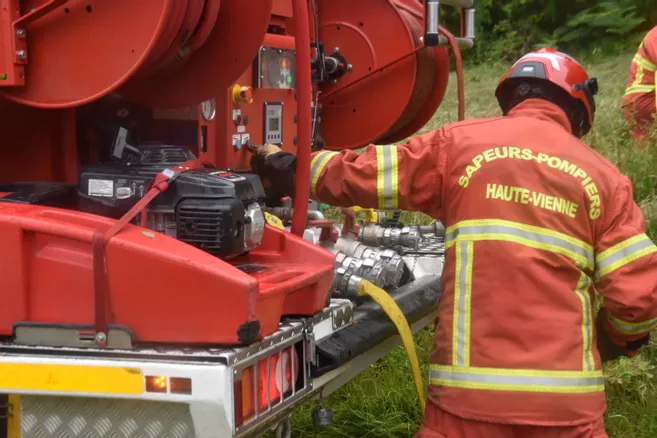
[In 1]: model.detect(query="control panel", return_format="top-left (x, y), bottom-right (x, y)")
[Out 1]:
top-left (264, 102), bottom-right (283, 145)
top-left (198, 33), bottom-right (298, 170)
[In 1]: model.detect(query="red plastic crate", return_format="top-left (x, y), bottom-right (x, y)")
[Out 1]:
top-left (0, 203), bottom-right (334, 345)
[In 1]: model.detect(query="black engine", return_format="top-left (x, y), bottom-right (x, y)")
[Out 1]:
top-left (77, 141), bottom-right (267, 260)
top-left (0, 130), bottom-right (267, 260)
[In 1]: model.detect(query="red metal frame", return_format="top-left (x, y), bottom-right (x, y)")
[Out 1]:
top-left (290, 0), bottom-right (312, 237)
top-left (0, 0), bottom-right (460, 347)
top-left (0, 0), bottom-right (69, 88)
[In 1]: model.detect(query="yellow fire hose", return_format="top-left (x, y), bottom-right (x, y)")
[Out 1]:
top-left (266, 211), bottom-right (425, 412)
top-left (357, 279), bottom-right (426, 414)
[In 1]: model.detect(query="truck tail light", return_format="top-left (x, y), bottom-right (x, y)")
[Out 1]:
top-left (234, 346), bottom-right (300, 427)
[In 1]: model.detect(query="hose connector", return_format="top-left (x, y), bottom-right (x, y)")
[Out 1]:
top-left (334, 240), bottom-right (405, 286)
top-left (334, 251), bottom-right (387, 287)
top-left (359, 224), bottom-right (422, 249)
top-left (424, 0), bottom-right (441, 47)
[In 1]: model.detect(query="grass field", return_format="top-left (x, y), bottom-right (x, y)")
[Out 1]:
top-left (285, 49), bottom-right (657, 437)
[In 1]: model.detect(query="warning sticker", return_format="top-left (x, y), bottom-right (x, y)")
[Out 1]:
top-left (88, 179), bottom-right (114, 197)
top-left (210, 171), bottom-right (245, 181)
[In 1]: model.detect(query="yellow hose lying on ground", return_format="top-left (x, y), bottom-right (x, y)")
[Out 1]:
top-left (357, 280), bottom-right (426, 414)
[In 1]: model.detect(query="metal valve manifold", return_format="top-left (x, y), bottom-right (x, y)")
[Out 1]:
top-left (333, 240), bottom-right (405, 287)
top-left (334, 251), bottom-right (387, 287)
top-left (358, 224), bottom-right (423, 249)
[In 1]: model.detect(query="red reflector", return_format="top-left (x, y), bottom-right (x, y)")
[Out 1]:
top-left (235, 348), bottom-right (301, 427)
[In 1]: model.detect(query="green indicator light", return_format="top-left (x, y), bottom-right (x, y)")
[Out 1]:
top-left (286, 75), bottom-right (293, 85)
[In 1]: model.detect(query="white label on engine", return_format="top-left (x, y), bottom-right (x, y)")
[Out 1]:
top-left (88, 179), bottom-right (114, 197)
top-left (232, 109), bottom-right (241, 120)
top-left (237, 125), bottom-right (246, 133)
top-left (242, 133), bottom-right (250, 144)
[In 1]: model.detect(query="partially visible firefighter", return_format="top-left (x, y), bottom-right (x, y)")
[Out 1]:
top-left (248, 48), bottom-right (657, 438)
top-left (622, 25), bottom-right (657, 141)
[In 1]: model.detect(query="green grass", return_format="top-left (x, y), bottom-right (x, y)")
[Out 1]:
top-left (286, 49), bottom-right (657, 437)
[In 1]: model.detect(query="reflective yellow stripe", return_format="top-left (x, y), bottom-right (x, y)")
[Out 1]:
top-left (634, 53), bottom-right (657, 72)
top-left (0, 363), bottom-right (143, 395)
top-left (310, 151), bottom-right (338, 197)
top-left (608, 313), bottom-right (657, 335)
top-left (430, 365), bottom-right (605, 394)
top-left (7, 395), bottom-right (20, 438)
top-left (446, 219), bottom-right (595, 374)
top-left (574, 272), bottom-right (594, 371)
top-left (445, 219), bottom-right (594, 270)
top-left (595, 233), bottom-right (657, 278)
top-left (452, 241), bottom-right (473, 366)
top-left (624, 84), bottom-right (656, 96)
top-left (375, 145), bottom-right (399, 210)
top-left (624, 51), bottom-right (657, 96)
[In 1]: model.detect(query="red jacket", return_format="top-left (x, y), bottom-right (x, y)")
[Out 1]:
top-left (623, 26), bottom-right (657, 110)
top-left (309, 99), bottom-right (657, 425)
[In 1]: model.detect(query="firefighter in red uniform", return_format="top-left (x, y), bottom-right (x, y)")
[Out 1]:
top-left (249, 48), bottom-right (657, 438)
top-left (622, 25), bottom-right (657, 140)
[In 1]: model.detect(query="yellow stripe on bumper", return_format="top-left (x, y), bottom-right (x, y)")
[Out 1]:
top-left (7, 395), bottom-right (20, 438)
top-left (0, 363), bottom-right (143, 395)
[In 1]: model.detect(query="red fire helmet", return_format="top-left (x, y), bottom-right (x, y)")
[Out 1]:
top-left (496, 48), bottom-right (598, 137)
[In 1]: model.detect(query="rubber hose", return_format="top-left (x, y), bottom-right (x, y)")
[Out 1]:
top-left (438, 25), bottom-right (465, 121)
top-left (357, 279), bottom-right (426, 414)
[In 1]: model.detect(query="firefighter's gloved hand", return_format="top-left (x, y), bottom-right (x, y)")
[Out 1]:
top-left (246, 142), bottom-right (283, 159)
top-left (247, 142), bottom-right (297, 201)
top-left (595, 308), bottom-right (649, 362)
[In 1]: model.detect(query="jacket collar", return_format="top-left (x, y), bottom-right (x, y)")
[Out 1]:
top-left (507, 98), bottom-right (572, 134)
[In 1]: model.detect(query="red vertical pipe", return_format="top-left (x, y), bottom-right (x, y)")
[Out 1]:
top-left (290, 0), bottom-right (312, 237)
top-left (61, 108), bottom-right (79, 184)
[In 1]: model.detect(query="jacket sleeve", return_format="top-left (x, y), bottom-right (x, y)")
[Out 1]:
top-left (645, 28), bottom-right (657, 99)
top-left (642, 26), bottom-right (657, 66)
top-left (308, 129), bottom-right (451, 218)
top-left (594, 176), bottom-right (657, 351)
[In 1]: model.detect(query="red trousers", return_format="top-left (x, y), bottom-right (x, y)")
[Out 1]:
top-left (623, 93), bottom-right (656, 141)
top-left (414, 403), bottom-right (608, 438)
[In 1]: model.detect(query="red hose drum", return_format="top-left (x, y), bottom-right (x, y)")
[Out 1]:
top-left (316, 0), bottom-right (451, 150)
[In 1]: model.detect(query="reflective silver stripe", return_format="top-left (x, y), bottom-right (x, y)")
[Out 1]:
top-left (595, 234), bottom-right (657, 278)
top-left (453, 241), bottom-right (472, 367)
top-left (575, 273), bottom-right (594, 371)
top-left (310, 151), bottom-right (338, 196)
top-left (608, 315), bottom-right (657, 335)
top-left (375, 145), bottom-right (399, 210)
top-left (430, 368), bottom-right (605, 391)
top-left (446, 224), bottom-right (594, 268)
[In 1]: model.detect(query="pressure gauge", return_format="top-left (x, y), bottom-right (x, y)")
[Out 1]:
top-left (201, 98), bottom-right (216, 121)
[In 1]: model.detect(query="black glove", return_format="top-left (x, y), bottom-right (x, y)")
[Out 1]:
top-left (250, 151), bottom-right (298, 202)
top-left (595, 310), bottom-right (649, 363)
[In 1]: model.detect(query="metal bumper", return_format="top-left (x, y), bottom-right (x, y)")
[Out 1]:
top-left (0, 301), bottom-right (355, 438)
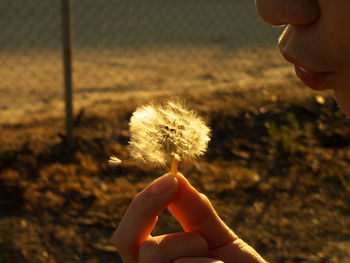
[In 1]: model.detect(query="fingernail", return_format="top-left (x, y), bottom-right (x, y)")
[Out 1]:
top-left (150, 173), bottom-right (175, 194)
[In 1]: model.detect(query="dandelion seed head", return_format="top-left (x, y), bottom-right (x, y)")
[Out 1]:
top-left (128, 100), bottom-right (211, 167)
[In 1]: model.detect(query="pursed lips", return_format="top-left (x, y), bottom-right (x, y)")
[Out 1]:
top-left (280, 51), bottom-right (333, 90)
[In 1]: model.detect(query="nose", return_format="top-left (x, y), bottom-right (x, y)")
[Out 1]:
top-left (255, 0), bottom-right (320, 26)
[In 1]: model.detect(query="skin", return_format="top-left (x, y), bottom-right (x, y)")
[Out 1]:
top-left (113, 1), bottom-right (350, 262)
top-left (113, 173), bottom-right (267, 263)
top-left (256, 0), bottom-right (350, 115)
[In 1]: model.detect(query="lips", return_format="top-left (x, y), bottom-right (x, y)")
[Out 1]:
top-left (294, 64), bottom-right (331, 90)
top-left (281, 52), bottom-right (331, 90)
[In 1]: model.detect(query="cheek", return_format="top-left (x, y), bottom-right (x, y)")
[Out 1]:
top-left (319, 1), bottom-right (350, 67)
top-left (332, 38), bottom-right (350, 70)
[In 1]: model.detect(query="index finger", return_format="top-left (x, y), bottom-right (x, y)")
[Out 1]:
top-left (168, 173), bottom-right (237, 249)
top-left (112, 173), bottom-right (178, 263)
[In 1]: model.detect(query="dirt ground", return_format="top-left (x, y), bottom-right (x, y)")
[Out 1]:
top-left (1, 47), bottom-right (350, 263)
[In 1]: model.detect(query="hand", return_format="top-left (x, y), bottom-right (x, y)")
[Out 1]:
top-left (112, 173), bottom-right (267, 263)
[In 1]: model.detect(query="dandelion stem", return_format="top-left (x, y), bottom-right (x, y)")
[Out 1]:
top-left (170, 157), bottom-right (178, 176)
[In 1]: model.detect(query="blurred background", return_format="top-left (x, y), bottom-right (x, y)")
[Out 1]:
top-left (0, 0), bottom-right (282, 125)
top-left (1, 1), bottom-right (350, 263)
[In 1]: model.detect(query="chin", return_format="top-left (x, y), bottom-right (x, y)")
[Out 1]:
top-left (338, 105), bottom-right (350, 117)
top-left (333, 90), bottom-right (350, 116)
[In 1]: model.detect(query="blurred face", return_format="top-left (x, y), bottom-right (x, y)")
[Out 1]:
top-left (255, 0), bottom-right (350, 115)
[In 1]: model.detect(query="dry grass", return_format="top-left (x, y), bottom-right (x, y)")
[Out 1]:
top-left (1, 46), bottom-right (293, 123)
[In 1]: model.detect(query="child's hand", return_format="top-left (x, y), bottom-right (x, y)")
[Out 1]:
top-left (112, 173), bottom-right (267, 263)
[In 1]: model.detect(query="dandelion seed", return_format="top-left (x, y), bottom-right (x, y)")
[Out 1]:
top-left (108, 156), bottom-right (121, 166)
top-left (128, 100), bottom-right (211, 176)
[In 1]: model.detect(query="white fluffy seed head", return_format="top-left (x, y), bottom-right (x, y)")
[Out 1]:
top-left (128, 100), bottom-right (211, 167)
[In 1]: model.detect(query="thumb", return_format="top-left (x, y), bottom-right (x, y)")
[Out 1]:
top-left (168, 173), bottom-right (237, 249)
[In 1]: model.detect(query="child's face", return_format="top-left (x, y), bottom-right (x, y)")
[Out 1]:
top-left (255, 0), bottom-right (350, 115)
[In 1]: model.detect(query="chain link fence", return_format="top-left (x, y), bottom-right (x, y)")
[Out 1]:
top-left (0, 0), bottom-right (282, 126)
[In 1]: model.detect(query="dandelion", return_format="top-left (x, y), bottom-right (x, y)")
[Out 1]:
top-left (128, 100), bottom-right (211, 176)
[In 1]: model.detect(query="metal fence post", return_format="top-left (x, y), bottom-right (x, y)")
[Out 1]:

------------

Work instructions = Every line above in which the word "white" occurs needs to be copied.

Result =
[In 1]: model.detect(query="white label on engine", return_format="top-left (x, y), bottom-right (x, y)")
[In 1]: model.detect(query="white fluffy seed head", return_format="top-left (x, y), bottom-right (x, y)")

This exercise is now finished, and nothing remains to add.